━━━━━ Texto dado

Estos momentos de injusticia, de quiebra moral, quizás no nos hagan mejores. Pero tratamos de serlo y ¡cómo lo intentamos!, rechazando la vejatoria alegría de nuestra fortuna, la espléndida conducta del azar. Por suerte, el azar no se merece, y eso nos libra de la penosa tentación de ser más dignos de vivir, de considerar que nuestra existencia tiene mayor importancia y que un acto de la naturaleza parece haberlo demostrado al seleccionar a sus víctimas. Nuestra dignidad está ahora en nuestra compasión. No me refiero a un pensamiento solidario, sino a algo que va mucho más allá de esa tarjeta de visita del espectador reticente. Me refiero a la forma en que nuestra vida puede justificarse a través de una vinculación honda con quienes han sufrido el desenlace, nunca mediante una simple declamación en los rituales de efímera fraternidad que acompañan a estas tragedias.

La muerte es un acto de soledad completa. Morimos de uno en uno, aunque muramos en una catástrofe que arrastra hacia la oscuridad a una muchedumbre. Los testimonios de las víctimas de la violencia de la naturaleza o de la voracidad de la historia lo reiteran. Se muere a solas. Pero hemos de saber también que la conciencia infinita del hombre debe superar ese trance individual, que su trascendencia no se encuentra sólo en lo que haya después de la muerte, sino que hace inmenso, plural, multiplicado el hecho mismo de morir. Cientos de personas se acercaron a dar su calor, su dolor, su aflicción, su consuelo, a quienes agonizaban. La muerte llegó acompañada de palabras que no eran ya de desconocidos, de las caricias de quienes ya no eran extraños, de la desesperación de quienes ya no eran indiferentes. A uno y otro lado de la muerte estaba el hombre, nunca a solas. Si quien auxiliaba a una víctima fue capaz de sentir el abismo de aquel final injusto, quien agonizaba confortado por aquella persona a la que nunca había visto pudo pulsar el significado profundo de la existencia humana: nuestra conciencia de hombres, ensanchada en un momento solemne y definitivo.

━━━━━━━━━━

* _Requisitos del ejercicio_
Responda a las siguientes preguntas según el texto dado.
1. ¿Dónde está ahora nuestra dignidad?
2. ¿Qué tipo de acto es la muerte?
3. ¿Cuántas personas se acercaron a dar su calor a quienes agonizaban?

━━━━━ Ítems proporcionados

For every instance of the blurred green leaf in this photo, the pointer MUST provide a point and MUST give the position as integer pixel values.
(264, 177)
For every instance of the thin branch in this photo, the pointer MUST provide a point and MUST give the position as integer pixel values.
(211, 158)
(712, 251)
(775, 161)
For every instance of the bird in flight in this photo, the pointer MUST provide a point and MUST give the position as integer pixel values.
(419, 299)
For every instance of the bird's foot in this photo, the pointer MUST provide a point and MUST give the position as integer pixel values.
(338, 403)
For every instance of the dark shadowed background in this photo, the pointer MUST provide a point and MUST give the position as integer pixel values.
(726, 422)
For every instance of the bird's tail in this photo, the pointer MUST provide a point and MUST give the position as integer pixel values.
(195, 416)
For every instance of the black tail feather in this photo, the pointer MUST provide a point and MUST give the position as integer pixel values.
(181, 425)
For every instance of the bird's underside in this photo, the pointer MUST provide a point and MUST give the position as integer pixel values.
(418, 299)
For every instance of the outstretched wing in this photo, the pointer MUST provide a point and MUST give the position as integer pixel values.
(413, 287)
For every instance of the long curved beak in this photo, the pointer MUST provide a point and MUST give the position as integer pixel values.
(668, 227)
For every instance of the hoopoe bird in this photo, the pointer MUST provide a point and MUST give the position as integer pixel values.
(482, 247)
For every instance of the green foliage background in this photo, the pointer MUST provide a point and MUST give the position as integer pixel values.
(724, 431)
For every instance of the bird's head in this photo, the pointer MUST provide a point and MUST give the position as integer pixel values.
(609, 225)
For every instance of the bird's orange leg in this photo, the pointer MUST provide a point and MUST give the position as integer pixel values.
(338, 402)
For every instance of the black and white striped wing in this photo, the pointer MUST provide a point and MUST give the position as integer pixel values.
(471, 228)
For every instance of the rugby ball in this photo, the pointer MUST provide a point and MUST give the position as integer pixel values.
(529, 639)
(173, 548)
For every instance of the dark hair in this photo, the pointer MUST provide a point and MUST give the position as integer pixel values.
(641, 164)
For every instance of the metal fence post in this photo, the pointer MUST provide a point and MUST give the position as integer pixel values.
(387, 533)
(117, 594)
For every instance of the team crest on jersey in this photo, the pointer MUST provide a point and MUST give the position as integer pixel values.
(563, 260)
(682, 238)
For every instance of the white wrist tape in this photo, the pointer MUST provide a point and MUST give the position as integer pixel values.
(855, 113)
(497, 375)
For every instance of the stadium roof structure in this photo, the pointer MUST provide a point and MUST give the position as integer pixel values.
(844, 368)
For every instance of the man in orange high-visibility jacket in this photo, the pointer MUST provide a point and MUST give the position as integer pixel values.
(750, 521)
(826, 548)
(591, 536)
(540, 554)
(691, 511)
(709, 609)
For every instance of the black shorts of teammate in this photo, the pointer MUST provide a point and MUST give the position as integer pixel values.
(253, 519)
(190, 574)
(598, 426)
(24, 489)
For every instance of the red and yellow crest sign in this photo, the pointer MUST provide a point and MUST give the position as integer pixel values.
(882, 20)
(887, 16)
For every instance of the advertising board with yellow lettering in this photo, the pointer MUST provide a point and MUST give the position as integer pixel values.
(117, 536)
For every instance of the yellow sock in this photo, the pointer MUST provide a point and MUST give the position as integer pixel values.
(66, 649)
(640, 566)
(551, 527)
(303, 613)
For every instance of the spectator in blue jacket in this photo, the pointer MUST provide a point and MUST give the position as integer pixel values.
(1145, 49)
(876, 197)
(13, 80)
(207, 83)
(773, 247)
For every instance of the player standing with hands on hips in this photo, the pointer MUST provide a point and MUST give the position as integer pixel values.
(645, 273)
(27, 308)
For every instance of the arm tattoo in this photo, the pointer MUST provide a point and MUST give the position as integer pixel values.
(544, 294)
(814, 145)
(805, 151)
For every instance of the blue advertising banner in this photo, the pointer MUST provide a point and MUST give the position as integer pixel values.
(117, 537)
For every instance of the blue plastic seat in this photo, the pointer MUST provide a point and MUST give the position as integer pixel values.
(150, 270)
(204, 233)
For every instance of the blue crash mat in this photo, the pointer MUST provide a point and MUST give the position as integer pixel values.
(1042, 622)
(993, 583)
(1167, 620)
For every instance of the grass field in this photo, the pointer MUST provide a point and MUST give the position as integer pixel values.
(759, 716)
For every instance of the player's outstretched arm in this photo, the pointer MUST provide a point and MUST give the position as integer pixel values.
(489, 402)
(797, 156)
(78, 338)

━━━━━━━━━━

* _Solución del problema_
1. Nuestra dignidad está ahora en nuestra compasión.
2. La muerte es un acto de soledad completa.
3. Se acercaron cientos de personas.